Task directions ::
Copy word for word the part of the entries that opens with the line containing "Where can the brush head" and runs through the end of the entries, and leave out everything before it.

Working data ::

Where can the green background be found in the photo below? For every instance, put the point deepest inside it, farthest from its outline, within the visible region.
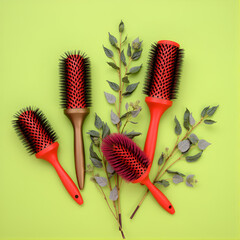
(33, 203)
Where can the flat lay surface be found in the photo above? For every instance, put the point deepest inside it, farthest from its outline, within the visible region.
(34, 34)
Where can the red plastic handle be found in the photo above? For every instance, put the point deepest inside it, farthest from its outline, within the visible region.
(156, 107)
(50, 154)
(159, 196)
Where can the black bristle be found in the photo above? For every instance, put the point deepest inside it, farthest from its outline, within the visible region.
(32, 144)
(63, 78)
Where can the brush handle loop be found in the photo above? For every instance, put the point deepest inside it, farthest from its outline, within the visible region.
(156, 107)
(159, 196)
(77, 117)
(50, 154)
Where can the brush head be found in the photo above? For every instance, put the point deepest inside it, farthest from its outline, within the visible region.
(33, 129)
(75, 84)
(126, 158)
(163, 72)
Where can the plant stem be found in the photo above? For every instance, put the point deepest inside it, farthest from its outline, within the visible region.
(159, 175)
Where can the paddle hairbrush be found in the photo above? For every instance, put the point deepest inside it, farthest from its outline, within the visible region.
(131, 163)
(40, 139)
(161, 86)
(75, 99)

Exercise solution ::
Where can the brush head be found in the photo above? For every instance, put the point deepest inside it, farthest from its outline, within the visible region.
(33, 129)
(75, 84)
(126, 158)
(163, 72)
Where can the plant stem be found in the photo above? For every instance, put the point deepest inside it, farthest from its outline, within the visible region.
(159, 175)
Where can the paddle hairbrush be found in the photo above? For every instance, put the point deepest inside it, farthest from its outline, within the visible region.
(131, 163)
(40, 139)
(161, 86)
(75, 99)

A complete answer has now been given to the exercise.